PASSAGE PROVIDED.
------------
When working with Pandas dataframes, you may sometimes encounter a column that contains a list of Python dictionaries or JSON objects. While this format doesn’t take up much space and is convenient for developers to work with, it does make things a bit fiddly when you want to work with the data in a dataframe.
In this project, you’ll learn how to convert a Pandas column containing a list of Python dictionaries or JSON objects into a new Pandas dataframe using just a few lines of code.
To get started open a new Jupyter notebook and import the Pandas package. We’ll then create a Pandas dataframe that includes three columns: id
, sku
, and variants
. The variants
column will contain a list of Python dictionaries or JSON objects.
import pandas as pd
data = [
{
'id': 1,
'sku': 'ABC1',
'variants': [
{
'parent_sku': 'ABC1',
'variant_sku': 'ABC1-A5',
'price': 1.99
},
{
'parent_sku': 'ABC1',
'variant_sku': 'ABC1-A4',
'price': 2.99
},
{
'parent_sku': 'ABC1',
'variant_sku': 'ABC1-A3',
'price': 3.99
},
]
},
{
'id': 2,
'sku': 'ABC2',
'variants': [
{
'parent_sku': 'ABC2',
'variant_sku': 'ABC2-A5',
'price': 2.99
},
{
'parent_sku': 'ABC2',
'variant_sku': 'ABC2-A4',
'price': 3.99
},
]
},
{
'id': 3,
'sku': 'ABC3',
'variants': [
{
'parent_sku': 'ABC3',
'variant_sku': 'ABC3-A5',
'price': 3.99
},
]
},
]
We can now use the pd.DataFrame.from_records()
function to create a Pandas dataframe from the data
list. As you can see, the variants
column contains a list of Python dictionaries or JSON objects and is not easy to read or work with. Since it relates to data better represented as individual rows, we’ll write a function to convert it into a new dataframe.
------------
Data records
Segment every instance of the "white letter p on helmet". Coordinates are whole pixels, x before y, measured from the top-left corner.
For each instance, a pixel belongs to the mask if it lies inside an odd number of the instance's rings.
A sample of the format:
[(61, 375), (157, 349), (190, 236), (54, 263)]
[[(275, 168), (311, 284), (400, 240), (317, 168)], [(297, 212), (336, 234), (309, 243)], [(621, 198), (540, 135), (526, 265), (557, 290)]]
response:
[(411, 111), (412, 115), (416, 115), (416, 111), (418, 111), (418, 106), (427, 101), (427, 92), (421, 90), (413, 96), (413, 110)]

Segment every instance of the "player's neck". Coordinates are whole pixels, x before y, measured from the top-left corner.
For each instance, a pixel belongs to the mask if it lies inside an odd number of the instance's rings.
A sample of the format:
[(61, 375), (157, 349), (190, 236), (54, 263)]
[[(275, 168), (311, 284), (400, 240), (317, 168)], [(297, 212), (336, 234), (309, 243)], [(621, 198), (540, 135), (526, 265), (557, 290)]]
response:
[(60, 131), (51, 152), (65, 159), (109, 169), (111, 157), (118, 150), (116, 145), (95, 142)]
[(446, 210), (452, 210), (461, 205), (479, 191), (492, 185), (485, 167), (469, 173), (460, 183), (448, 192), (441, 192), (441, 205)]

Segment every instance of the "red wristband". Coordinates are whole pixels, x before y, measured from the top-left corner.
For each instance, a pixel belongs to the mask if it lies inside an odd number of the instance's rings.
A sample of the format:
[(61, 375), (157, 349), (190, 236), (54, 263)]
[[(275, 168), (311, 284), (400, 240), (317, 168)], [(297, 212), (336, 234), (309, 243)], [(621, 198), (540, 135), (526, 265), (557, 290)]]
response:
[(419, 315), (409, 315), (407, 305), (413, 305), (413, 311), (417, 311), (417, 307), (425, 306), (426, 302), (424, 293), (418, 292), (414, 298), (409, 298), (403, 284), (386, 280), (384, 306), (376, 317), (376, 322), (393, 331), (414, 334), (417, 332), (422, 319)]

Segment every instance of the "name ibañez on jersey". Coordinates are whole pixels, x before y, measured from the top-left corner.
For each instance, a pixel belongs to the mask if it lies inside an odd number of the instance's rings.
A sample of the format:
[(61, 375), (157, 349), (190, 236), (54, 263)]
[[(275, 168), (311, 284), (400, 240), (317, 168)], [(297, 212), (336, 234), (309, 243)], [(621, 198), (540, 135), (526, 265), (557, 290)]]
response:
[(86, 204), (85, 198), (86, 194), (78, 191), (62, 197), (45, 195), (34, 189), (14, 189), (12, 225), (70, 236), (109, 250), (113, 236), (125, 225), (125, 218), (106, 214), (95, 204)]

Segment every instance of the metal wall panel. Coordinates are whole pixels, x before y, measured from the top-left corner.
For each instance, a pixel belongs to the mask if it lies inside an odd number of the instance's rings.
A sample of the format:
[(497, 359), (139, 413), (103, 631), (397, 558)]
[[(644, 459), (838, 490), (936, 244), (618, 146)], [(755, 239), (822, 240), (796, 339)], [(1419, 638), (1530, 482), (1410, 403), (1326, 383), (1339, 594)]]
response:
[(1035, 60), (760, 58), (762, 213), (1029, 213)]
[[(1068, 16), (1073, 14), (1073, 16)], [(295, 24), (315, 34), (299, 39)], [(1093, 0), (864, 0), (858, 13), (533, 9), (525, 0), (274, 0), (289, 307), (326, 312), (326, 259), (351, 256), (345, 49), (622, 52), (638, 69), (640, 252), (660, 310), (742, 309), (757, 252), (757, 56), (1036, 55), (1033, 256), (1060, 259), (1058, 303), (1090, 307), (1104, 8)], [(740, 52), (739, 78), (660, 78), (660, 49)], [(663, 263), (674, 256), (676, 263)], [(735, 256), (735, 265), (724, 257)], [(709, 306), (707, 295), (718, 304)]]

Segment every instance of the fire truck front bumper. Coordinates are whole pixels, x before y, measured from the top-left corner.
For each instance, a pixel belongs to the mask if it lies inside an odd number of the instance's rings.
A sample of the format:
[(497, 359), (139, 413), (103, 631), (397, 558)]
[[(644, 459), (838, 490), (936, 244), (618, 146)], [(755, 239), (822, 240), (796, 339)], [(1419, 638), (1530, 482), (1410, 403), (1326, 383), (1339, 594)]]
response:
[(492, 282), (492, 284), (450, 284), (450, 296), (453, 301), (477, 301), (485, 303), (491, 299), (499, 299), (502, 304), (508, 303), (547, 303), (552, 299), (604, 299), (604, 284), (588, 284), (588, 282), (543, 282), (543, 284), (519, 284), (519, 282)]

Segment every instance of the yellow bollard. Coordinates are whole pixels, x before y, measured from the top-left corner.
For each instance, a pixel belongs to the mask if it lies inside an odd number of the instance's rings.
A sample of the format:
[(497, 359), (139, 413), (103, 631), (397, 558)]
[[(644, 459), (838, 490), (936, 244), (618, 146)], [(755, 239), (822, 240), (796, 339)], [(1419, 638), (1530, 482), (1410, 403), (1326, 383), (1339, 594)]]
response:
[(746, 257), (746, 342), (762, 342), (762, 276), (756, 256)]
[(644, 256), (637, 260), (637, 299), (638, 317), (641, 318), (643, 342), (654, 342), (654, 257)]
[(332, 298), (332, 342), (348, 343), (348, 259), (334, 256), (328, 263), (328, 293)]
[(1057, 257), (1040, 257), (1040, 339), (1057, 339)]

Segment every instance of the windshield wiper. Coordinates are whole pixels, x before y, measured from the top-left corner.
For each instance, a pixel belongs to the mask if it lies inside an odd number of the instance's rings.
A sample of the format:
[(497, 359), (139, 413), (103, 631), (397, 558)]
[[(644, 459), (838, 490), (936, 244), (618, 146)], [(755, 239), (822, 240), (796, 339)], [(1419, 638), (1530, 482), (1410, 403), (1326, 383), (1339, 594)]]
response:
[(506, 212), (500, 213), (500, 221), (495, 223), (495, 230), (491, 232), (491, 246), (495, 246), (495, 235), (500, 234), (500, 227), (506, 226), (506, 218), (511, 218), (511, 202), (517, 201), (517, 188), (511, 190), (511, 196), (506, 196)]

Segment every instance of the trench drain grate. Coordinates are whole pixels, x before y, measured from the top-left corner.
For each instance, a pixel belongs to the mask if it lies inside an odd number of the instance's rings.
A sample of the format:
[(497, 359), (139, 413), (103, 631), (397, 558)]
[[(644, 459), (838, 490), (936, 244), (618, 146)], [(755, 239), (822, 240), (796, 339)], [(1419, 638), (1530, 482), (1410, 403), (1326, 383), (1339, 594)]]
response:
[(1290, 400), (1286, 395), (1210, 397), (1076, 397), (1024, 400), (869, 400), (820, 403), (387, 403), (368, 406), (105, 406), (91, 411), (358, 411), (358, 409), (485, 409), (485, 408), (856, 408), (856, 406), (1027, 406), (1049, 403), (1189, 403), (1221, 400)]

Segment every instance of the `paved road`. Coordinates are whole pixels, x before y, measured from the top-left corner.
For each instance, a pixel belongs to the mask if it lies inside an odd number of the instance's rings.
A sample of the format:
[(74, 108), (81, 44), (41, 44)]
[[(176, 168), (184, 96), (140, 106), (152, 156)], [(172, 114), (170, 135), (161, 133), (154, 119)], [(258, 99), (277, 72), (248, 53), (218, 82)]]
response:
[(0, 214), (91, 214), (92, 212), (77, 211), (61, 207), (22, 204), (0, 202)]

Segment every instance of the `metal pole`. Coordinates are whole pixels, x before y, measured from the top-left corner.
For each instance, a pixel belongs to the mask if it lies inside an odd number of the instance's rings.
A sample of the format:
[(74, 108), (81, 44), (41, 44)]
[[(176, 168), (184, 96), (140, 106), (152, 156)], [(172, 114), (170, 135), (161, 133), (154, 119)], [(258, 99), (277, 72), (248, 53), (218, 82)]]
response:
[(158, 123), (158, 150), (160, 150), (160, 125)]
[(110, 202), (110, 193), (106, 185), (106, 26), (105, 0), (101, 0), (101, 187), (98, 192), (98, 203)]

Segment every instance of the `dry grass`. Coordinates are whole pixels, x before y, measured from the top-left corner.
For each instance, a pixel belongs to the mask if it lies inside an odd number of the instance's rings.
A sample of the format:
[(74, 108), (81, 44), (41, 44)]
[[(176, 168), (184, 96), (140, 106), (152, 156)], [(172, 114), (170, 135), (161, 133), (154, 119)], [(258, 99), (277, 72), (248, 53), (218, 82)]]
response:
------------
SET TASKS.
A: Rewrite the paragraph of the Pandas tutorial that begins "When working with Pandas dataframes" as a brief bulleted list that keeps its main facts.
B: Continue the Pandas tutorial from its final sentence.

RESPONSES IN ORDER.
A:
- A Pandas dataframe column sometimes holds a list of Python dictionaries or JSON objects.
- This format is compact and convenient for developers.
- It makes working with the data inside a dataframe awkward.

B:
df = pd.DataFrame.from_records(data)
df
id | sku | variants | |
---|---|---|---|
0 | 1 | ABC1 | [{'parent_sku': 'ABC1', 'variant_sku': 'ABC1-A... |
1 | 2 | ABC2 | [{'parent_sku': 'ABC2', 'variant_sku': 'ABC2-A... |
2 | 3 | ABC3 | [{'parent_sku': 'ABC3', 'variant_sku': 'ABC3-A... |
We’ll now write a function to convert the variants
column into a new dataframe. The function will take the df
dataframe as an argument and return a new dataframe with the variants
column converted into a new dataframe.
The function first creates a list called rows
that will hold each row of data we want to add to the dataframe. We’ll then use a for
loop to iterate over each row in the df
dataframe and each item in the list stores in the column.
When we get a row, we’ll append it to our rows
list. We’ll then use the pd.DataFrame()
function to create a new dataframe from the rows
list.
def dict_list_to_df(df, col):
"""Return a Pandas dataframe based on a column that contains a list of JSON objects or dictionaries.
Args:
df (Pandas dataframe): The dataframe to be flattened.
col (str): The name of the column that contains the JSON objects or dictionaries.
Returns:
Pandas dataframe: A new dataframe with the JSON objects or dictionaries expanded into columns.
"""
rows = []
for index, row in df[col].iteritems():
for item in row:
rows.append(item)
df = pd.DataFrame(rows)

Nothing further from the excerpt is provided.